↓↓↓

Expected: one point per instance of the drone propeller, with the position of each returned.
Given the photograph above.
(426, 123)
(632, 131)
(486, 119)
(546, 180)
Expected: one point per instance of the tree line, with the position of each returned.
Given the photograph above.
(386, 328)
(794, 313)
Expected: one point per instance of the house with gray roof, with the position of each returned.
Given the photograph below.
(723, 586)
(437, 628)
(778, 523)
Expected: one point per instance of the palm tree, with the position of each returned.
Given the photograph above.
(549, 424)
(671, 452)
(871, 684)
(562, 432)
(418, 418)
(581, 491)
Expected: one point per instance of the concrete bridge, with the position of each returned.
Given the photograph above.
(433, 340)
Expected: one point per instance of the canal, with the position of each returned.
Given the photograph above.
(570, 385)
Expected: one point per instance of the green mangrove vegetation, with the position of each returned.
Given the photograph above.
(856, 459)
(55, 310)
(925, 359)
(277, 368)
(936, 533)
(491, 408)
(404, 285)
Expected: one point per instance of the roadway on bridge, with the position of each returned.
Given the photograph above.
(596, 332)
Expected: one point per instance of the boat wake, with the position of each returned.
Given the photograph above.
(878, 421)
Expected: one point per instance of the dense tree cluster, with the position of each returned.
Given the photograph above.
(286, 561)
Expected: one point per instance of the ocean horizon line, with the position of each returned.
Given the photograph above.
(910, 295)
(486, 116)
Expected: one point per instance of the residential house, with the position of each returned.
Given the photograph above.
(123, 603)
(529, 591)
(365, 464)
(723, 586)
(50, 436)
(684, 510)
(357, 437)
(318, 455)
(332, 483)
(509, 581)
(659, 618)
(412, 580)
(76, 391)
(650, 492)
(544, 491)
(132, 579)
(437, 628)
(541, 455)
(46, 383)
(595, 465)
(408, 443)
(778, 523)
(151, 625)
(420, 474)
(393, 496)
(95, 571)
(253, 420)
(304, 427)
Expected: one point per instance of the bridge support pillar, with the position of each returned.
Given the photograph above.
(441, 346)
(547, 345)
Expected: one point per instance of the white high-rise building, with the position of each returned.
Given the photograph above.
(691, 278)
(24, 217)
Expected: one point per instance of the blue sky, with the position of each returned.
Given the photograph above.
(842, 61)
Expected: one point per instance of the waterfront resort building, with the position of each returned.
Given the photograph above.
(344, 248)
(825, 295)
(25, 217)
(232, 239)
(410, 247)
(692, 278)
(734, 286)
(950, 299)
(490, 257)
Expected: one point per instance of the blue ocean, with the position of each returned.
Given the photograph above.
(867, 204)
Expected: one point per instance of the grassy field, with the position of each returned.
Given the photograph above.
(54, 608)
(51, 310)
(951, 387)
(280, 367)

↑↑↑

**What you need to do:** Rewrite the data from the line containing "Expected: one point per instance of the dense" down to the end, putting "open sea" in place of "blue ocean" and leaving everything else as it is.

**Solution below:**
Expected: one point per instance of the dense tree cluster, with the position of each returned.
Given the photograph above.
(286, 561)
Expected: one point per instance of the ocean horizon line, with the position of each returned.
Given the photograph above.
(910, 295)
(486, 116)
Expected: one point per instance of the residential house, with the position of each returned.
Given the photograph above.
(123, 603)
(529, 591)
(365, 464)
(723, 586)
(50, 436)
(684, 510)
(357, 437)
(318, 455)
(332, 483)
(509, 581)
(659, 618)
(412, 580)
(76, 391)
(650, 492)
(544, 491)
(132, 579)
(437, 628)
(541, 455)
(46, 383)
(595, 465)
(408, 443)
(778, 523)
(151, 625)
(420, 474)
(393, 496)
(95, 571)
(253, 420)
(304, 427)
Expected: one point per instance of the bridge support pillar, with the position of each returned.
Given the photograph above.
(441, 346)
(547, 345)
Expected: one point per instance of the white high-rise building, with the position of each returned.
Given the photograph above.
(691, 278)
(24, 217)
Expected: one point per instance of the blue sky, with the position of each returned.
Given the photograph above.
(842, 61)
Expected: one point per instance of the waterfront resort building, with the position of each returned.
Given the photograph above.
(344, 248)
(825, 295)
(25, 217)
(232, 239)
(410, 247)
(692, 278)
(734, 286)
(950, 299)
(490, 257)
Expected: one point per instance of the open sea, with the position of each returned.
Given the photograph above.
(867, 204)
Expected: one point per instance of the grassy field, with the position of each returned.
Given the photograph above.
(54, 608)
(51, 310)
(951, 387)
(280, 367)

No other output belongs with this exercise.